(EXCERPT begins)
This is a serious topic, not one of my joke topics.
I begin by asking a series of questions, and answering some of them, either with questions or other answers. Most of the answers you'll just have to accept, some of them are debates in themselves, but that is not the point.
Q: What do I like / want?
A: Stuff.
Q: Why is that?
A: Because during the course of my life I have made associations between what I like now and being happy.
Q: And what caused you to make those associations?
A: For most of them, they actually make me happy, or I have reasoned that they would make me happy.
Q: What about doing things just for the satisfaction of doing them?
A: Satisfaction is a form of happiness. It's just an arbitrary distinction.
Q: Who made that distinction?
A: People did.
Q: And why did people make that distinction?
A: Because it is satisfying to do so. They like it. It made them happy.
Q: So why do you want to do things that would make me happy?
A: Because I like to be happy.
Q: But why do you like to be happy?
A: Because if I didn't like being happy, I would avoid being happy, and if I succeeded in avoiding being happy, I would have avoided what I didn't like, and then I would have gotten what I wanted, which is to be unhappy, and getting what I want makes me happy.
Q: How is being happy a good thing?
A: It feels good.
Q: So desiring happiness leads to happiness, but desiring unhappiness is paradoxical, because you are happy that you have made yourself unhappy, and unhappy that you have made yourself happy. What desire would lead to permanent unhappiness and dissatisfcation then?
A: Idunno, maybe wanting to be sort of happy.
Q: Are you sure?
(EXCERPT ends)
(EXCERPTED RECORDS begins)
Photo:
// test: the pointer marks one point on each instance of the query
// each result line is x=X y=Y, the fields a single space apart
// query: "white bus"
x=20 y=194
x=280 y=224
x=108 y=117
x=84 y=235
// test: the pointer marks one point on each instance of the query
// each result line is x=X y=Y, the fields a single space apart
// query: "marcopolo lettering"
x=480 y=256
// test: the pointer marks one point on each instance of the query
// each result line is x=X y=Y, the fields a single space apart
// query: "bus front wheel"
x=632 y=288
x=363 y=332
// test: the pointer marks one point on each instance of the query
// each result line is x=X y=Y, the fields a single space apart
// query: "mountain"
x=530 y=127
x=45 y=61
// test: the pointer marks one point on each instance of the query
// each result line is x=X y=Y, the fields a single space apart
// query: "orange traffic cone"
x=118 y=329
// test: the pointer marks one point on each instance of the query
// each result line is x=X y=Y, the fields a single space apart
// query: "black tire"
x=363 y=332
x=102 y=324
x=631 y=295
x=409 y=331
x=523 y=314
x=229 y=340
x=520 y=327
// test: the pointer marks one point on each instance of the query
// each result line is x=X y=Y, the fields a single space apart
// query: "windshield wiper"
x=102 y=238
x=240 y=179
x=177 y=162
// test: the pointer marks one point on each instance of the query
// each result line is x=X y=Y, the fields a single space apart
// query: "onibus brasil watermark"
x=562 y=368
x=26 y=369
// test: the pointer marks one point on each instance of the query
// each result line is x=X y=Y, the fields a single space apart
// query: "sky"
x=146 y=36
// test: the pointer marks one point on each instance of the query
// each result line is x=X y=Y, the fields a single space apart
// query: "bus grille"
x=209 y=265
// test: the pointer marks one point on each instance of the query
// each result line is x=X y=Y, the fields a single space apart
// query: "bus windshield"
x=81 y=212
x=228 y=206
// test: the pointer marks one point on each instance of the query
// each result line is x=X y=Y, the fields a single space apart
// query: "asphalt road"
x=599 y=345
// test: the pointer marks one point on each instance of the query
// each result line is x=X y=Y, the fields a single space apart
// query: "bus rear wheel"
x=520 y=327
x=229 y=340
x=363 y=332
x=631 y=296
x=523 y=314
(EXCERPTED RECORDS ends)
- _EXERCISE REQUIREMENTS_:
**a)** In the question-and-answer piece on happiness, what does the answer say satisfaction is?
**b)** Copy the passage of the question-and-answer piece on happiness from "A: Satisfaction is" up to and including "make me happy?".

- _ACTIVITY ANSWERS_:
**a)** A form of happiness.

**b)**
A: Satisfaction is a form of happiness. It's just an arbitrary distinction.
Q: Who made that distinction?
A: People did.
Q: And why did people make that distinction?
A: Because it is satisfying to do so. They like it. It made them happy.
Q: So why do you want to do things that would make me happy?